Objective A
Substitute "deflector" for "baffle" and write out the smoker thread below from "Could try insulating" to "with that design...".

··· Passage

# How to better move heat through my smoker



## Jaxturbo3 (Jul 29, 2019)

I built my smoker a while back and it works pretty well, doesn’t take much to get it hot, holds heat well, the only issue I’m having is it’s tough to move heat through it evenly. Near the fire box it will be hot but it doesn’t seem to move the heat as far as I’d like. Any ideas?


----------



## Jaxturbo3 (Jul 29, 2019)




----------



## HowlingDog (Jul 29, 2019)

The picture is not showing up for me.  Could repost the picture or try a different one?


----------



## Jaxturbo3 (Jul 29, 2019)

This link might take you to the gallery I posted a while back on imgur. Let me know if that doesn’t work.


----------



## HowlingDog (Jul 29, 2019)

There the pictures are, Thanks.   On the fire box, what do the air inlets look like?   Looks like it should draft well.  Have you tried tuning plates all along the pit, not just the one near the firebox?   What is the temp near the box, and on the opposite side?


----------



## HowlingDog (Jul 29, 2019)

Although it is a vertical, here are the plates in my smokerView media item 554653
Even in the short space I have, they do even out the heat distribution....


----------



## Jaxturbo3 (Jul 29, 2019)

I haven’t tried any other plates, and I’ll have to get a picture of the air vent when I get home. I can get the area next to the fire box up to about 250 and it’ll drop to 210 or so by the far side of the vertical.


----------



## JWFokker (Jul 29, 2019)

Could try insulating the horizontal cook chamber. Seems like you're losing heat before it reaches the vertical chamber. A longer baffle or more tuning plates in the horizontal could help too.


----------



## daveomak (Jul 29, 2019)

Add air inlets directly across from the FB/CC opening... That will allow air flow to move heat from the FB through the system...   AND, being above the fire, will not increase the heat in the smoker...  
You will have the lower air inlet to adjust the heat generated.....

Folks here build their smokers with that design...


----------



## Jaxturbo3 (Jul 29, 2019)

This is my air inlet on my fire box


----------



## daveomak (Jul 30, 2019)

I would put 4 each ~1 1/8" holes with a slide damper at the location shown..  Be sure the holes are 1 1/4" or more apart so there's no overlap..


----------



## Jaxturbo3 (Jul 31, 2019)

Is there an advantage to doing multiple small holes compared to one big one?


----------



## daveomak (Jul 31, 2019)

Distribution of air flow...  Better for burning up any creosote that may be in the FB...
This is my choice...


----------



## Jaxturbo3 (Aug 2, 2019)

Would a pinwheel damper work?


----------



## daveomak (Aug 3, 2019)

Jaxturbo3 said:


> Would a pinwheel damper work?



Yes...  install it in the horizontal position....


----------



## Jaxturbo3 (Aug 3, 2019)

What size pin wheel do you think I should use?


----------



## daveomak (Aug 3, 2019)

CC Dia inches x CC Dia inches x 0.7854 x CC length inches x 0.001 x 0.2 = Square inches for the upper air inlet opening..


----------

······
··· Records

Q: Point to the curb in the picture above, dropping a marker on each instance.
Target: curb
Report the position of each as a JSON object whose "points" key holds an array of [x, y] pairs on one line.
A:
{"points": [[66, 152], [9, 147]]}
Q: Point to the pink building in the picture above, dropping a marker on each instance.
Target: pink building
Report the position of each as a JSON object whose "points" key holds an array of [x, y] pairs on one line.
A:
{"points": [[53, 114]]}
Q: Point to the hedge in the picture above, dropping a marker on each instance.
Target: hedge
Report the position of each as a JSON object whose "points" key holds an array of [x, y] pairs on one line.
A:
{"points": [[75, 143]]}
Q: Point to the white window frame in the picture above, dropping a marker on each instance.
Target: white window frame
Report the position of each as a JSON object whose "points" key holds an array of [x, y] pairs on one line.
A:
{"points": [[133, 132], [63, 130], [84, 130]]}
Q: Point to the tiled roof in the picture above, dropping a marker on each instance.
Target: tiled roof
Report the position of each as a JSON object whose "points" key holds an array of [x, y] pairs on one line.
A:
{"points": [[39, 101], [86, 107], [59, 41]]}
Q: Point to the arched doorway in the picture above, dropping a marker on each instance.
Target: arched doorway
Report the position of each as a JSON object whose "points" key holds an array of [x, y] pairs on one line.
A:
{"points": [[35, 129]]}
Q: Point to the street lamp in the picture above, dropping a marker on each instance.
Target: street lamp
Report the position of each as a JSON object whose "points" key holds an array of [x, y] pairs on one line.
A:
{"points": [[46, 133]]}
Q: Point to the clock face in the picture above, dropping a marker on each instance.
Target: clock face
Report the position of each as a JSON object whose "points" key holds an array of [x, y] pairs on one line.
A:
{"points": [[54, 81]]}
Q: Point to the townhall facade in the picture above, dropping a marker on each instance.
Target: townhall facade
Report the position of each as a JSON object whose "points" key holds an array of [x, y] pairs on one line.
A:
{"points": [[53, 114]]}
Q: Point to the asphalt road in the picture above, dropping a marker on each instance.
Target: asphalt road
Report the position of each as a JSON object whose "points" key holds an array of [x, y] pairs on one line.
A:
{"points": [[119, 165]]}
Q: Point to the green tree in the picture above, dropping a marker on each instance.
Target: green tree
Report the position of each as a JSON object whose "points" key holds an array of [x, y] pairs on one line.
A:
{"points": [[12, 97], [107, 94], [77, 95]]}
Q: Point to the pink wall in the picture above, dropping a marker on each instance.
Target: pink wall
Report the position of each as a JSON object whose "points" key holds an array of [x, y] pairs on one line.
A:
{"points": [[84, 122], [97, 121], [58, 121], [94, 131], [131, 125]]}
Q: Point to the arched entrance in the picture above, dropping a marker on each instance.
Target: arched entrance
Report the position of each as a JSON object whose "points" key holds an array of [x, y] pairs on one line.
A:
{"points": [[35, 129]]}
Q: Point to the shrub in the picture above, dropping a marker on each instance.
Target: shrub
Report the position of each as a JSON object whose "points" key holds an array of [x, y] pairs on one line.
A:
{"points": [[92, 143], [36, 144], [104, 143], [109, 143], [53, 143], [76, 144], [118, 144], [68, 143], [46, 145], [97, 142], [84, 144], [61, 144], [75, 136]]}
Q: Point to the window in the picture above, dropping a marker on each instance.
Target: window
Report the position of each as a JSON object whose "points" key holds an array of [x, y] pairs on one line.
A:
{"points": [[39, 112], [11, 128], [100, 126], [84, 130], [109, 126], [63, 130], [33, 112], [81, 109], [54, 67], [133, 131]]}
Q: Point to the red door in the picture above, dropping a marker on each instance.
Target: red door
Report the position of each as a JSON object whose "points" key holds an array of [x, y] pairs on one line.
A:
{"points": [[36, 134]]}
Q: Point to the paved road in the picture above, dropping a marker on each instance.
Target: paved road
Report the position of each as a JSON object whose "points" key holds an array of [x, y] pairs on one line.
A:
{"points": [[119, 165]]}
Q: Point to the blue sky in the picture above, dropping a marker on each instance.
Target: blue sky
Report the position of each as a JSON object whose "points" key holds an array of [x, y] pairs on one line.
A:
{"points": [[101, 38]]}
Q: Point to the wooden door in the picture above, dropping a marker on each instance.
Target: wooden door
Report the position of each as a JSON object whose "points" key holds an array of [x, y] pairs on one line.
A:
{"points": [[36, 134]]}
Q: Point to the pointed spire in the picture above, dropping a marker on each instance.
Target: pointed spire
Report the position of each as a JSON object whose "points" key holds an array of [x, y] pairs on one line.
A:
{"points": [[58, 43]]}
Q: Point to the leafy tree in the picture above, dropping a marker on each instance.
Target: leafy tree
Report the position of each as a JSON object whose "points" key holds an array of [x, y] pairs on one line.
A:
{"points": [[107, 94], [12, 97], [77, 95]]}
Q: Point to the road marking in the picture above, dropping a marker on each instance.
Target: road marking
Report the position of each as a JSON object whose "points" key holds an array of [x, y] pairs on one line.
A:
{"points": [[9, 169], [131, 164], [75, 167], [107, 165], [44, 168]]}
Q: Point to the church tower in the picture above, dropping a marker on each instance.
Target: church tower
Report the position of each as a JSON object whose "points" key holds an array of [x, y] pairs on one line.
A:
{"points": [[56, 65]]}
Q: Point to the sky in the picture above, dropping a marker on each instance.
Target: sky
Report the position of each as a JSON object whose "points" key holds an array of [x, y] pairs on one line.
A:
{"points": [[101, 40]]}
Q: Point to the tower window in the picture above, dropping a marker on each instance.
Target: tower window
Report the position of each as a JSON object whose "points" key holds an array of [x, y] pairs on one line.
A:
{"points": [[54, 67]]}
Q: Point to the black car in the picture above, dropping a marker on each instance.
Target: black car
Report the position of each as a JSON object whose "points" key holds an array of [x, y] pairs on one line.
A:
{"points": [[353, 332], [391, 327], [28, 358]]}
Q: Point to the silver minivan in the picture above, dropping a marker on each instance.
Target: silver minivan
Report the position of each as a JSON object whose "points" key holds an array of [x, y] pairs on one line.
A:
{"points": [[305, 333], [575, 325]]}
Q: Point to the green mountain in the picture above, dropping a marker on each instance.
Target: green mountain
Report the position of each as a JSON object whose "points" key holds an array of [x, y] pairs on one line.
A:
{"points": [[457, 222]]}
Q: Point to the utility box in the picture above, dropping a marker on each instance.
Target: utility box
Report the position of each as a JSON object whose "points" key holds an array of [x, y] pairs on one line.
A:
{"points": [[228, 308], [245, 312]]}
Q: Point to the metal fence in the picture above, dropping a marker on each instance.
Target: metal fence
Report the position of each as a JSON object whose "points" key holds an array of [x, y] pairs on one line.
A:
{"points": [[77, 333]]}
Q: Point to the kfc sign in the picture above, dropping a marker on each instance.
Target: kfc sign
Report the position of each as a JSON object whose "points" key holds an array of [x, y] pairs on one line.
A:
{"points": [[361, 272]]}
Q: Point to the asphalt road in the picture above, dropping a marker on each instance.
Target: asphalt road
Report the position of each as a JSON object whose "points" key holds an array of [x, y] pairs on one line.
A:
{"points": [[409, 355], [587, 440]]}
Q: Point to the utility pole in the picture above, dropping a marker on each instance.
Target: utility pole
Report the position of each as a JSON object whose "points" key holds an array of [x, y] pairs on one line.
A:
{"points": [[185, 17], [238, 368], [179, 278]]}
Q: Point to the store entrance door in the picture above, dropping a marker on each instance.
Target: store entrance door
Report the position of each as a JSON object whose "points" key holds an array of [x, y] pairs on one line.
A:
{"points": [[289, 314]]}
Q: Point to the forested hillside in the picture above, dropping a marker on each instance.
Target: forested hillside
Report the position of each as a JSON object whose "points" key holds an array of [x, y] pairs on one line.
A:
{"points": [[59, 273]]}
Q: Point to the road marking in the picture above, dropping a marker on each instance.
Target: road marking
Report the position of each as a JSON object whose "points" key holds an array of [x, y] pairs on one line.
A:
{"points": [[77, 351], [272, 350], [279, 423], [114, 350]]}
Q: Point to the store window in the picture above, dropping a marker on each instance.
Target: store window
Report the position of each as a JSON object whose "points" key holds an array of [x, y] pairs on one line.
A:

······

Objective B
How many lines of the rows above contain the string "white", with case counting? Give only the number.

Exercise output A
Could try insulating the horizontal cook chamber. Seems like you're losing heat before it reaches the vertical chamber. A longer deflector or more tuning plates in the horizontal could help too.


----------



## daveomak (Jul 29, 2019)

Add air inlets directly across from the FB/CC opening... That will allow air flow to move heat from the FB through the system...   AND, being above the fire, will not increase the heat in the smoker...  
You will have the lower air inlet to adjust the heat generated.....

Folks here build their smokers with that design...

Exercise output B
2